▶ [Questions on the material]:
[A] In the essay "Going Upstream," how many times as likely as White students are Black students to be suspended?
[B] Which sources does the essay "Going Upstream" name in parenthetical citations?
[C] Copy out the passage of the essay "Going Upstream" starting at "The indirect connection" and ending at "transformation of society.".

▶ [Excerpt to read]:

# # # #

Going Upstream

Life itself is the main source of knowledge, which is then followed by education. In society, “learning” is usually done in school; however according to the U.S. Department of Education, “Roughly 25% of high school students will not graduate, leaving roughly 1 million high school students without a diploma.” Students who do not receive a diploma due to the zero-tolerance policy are typically headed towards the prison pipeline. If students are constantly suspended from school, they are not really given the opportunity to grow as an individual. Nghiep Lam discusses the treatment young people receive in the juveniles justice systems and how it needs to undergo more change. As some schools in the U.S. have implemented a restorative justice program, “the juvenile justice system…has made efforts to restructure itself and to improve outcomes for children and their communities” (Lam). Discipline is taught at a young age, but depending on the type of punishment can have a major impact on one’s life. In the article and video, Watch how this Oakland teen went from being involved in gang violence to being top of his class, Damon Smith expressed his frustrations about discipline problems at his school. He stated, “A lot of problems I was having had a lot to do with my mouth. I had a lot of aggression” (Smith). Adolescents like Damon are ignored the fact that there are issues that occur outside of school causing them to behave in certain ways. If students do not have the chance to correct or even just uncover the truth to their behavior, things will only worsen.

“Zero tolerance policies disproportionately affect students with behavioral, emotional and mental health needs. These students have greater rates of suspension and expulsion than other students. Separation from the classroom often creates or accelerates negative mental health outcomes for “high needs” kids. Being punished for their behaviors shames and alienates these students, who are then less likely to succeed in school.” (“Building Schools”)

Kicking a child out of class because of a misdemeanor without understanding the root causes, will only create more frustrations and the child will begin to believe he/she is not wanted. Those who are most impacted are Black students, they are “2.6 times as likely to be suspended as White students. This disproportionate minority suspension is related to the racial and ethnic disparities in the juvenile justice system” (Teske). Students become an easy target because of problems they are having outside of school. If they are not given proper guidance at home, the anger then translates to “bad” classroom behavior. Because of the “misbehaviors” the student is punished and not able to succeed in school if he/she is not allowed in the classroom. Suspension or expulsion leaves a child out of school and limits their possibility to learn. Zero-tolerance policies and the juvenile justice system has a strong correlation:

“For many youth, placement in these harsh detention facilities only worsens their problems, triggering memories of past or recent traumatic events, which can bring upon the symptoms of post-traumatic stress disorder.” (Lam)

Discipline in school generates similar problems that detention facilities overlook. If the school punishments are not transformed or restorative justice programs are not taking place, image the number of young people not receiving an education. Majority of the time young students who are not in school are not being “watched,” and instead of enhancing their knowledge, they are denied the opportunity for change.

The indirect connection with the Kid C.A.T members has altered my perception of youth in detention facilities. The call to action statement I worked on is “Healing is greater than punishment.” When first presented with the statement, I did not truly understand its meaning, which is probably why my group struggled with creating an image for it. After researching about zero-tolerance policies and restorative justice programs for the infographic, everything came together. Without going upstream and detecting the root causes of students’ behaviors will only continue to feed them into the school-to-prison pipeline. Although the Kid C.A.T members are in San Quentin, their voices remained heard and because of that, students who are in school have an obligation to continue the transformation of society.

# # # #

▶ [Provided data]:
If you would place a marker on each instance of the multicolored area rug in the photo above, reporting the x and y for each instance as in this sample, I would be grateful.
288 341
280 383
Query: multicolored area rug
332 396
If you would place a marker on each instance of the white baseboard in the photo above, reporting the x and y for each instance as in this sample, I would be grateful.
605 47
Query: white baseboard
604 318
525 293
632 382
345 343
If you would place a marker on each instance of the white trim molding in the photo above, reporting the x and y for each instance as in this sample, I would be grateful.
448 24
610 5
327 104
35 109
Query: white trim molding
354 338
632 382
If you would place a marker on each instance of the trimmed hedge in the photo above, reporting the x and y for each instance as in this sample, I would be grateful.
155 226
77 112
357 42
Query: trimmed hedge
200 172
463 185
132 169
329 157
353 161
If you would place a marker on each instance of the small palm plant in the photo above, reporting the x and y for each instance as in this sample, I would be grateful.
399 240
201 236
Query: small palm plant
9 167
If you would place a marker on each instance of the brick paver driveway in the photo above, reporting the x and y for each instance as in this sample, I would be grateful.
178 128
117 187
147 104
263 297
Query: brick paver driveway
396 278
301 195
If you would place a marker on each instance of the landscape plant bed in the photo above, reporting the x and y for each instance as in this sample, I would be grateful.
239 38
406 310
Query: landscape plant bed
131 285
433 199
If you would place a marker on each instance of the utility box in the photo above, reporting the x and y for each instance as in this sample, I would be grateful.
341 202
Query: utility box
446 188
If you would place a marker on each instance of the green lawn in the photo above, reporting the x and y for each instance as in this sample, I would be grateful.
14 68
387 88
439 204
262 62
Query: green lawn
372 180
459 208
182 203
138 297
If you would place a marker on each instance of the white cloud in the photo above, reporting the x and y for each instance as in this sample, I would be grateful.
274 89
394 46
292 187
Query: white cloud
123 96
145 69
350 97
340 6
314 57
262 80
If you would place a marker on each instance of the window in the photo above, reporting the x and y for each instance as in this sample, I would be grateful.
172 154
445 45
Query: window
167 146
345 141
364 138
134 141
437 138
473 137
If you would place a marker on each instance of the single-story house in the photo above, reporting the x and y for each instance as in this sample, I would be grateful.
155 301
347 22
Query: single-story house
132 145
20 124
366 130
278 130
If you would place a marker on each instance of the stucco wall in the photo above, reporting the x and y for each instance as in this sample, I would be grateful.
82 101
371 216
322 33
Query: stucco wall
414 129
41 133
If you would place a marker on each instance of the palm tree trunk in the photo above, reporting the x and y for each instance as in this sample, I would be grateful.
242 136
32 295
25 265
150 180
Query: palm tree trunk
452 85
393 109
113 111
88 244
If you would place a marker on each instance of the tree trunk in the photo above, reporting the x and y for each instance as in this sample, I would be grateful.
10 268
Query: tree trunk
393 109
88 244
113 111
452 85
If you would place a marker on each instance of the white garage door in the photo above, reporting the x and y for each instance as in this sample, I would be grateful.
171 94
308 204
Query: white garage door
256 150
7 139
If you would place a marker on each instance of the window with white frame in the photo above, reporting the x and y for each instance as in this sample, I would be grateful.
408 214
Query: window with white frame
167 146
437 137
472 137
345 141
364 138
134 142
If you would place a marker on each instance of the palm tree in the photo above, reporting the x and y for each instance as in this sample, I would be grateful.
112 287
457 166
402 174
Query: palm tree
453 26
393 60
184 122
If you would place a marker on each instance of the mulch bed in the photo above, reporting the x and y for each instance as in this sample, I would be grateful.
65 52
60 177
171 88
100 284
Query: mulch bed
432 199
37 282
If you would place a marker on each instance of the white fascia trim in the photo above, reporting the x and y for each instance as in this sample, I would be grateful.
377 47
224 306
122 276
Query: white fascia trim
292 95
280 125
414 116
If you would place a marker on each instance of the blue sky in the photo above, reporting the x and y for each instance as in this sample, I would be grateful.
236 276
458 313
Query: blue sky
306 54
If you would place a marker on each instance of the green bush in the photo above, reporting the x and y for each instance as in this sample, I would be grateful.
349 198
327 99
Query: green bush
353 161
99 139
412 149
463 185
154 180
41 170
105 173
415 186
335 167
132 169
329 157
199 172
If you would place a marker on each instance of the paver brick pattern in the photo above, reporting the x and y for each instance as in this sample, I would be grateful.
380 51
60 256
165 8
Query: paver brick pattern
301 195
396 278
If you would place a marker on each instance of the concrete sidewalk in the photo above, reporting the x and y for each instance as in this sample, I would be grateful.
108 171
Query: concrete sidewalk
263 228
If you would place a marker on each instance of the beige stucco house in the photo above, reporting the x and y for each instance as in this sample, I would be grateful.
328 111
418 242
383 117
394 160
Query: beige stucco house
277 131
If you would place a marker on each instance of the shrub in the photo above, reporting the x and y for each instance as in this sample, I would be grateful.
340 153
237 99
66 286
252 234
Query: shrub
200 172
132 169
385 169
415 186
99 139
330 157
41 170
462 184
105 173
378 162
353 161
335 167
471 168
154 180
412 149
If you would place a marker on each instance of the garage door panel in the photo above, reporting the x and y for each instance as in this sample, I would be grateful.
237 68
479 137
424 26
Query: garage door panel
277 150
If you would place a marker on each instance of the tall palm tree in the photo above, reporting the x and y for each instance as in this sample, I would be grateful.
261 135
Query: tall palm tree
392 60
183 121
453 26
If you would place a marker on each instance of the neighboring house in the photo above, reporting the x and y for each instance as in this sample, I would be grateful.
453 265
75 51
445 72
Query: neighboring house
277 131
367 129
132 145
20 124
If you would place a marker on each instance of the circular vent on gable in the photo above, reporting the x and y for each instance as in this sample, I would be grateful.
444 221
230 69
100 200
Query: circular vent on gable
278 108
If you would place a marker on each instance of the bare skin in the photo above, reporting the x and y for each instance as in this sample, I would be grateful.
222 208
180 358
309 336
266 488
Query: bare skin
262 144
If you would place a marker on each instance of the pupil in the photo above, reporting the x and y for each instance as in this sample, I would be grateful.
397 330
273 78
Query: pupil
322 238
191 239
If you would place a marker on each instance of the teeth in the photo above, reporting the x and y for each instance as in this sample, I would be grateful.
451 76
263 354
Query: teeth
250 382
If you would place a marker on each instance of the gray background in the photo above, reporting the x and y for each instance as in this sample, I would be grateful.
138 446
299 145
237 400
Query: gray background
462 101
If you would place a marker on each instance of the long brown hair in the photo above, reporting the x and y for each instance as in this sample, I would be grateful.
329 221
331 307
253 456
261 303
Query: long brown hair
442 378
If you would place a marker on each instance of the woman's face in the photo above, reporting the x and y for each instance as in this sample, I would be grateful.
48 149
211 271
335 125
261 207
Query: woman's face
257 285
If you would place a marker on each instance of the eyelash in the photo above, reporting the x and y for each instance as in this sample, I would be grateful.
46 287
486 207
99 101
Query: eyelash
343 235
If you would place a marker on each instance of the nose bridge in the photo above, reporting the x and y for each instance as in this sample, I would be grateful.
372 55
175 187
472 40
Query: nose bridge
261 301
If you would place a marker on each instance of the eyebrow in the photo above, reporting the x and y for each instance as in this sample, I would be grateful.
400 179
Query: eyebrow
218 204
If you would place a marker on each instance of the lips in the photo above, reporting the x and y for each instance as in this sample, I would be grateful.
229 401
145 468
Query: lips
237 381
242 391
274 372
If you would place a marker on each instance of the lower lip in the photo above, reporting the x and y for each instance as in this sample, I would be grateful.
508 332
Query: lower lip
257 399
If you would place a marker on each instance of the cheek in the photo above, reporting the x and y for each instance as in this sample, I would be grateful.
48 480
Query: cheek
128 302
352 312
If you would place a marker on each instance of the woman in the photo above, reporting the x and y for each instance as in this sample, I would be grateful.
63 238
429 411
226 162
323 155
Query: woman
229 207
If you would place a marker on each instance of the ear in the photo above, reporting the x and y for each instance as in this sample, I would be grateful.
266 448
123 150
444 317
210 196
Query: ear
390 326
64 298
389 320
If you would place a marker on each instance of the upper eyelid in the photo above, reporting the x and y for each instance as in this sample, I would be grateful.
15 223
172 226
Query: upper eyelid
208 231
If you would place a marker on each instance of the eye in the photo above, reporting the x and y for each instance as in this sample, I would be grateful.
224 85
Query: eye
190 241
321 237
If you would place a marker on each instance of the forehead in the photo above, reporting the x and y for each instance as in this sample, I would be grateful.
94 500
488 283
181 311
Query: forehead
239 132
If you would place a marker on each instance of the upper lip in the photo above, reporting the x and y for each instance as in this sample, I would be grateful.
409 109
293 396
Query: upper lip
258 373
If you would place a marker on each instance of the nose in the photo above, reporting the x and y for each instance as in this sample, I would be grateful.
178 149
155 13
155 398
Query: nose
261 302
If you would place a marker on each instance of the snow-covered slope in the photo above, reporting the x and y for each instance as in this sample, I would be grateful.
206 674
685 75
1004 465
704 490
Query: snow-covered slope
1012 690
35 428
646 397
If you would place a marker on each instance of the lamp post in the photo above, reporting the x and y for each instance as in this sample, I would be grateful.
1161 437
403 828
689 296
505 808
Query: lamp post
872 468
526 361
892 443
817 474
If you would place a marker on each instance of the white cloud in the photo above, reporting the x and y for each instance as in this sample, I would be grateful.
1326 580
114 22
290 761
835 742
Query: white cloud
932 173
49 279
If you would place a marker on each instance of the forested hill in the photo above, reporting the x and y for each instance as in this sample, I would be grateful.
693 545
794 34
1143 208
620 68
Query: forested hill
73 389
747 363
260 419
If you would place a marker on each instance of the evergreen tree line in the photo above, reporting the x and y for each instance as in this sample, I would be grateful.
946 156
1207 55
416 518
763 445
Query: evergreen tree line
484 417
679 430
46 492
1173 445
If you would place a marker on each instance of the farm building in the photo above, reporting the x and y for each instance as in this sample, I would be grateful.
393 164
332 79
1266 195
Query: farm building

# # # #

▶ [Answers]:
[A] 2.6 times as likely.

[B] Lam, Smith, "Building Schools," and Teske.

[C]
The indirect connection with the Kid C.A.T members has altered my perception of youth in detention facilities. The call to action statement I worked on is “Healing is greater than punishment.” When first presented with the statement, I did not truly understand its meaning, which is probably why my group struggled with creating an image for it. After researching about zero-tolerance policies and restorative justice programs for the infographic, everything came together. Without going upstream and detecting the root causes of students’ behaviors will only continue to feed them into the school-to-prison pipeline. Although the Kid C.A.T members are in San Quentin, their voices remained heard and because of that, students who are in school have an obligation to continue the transformation of society.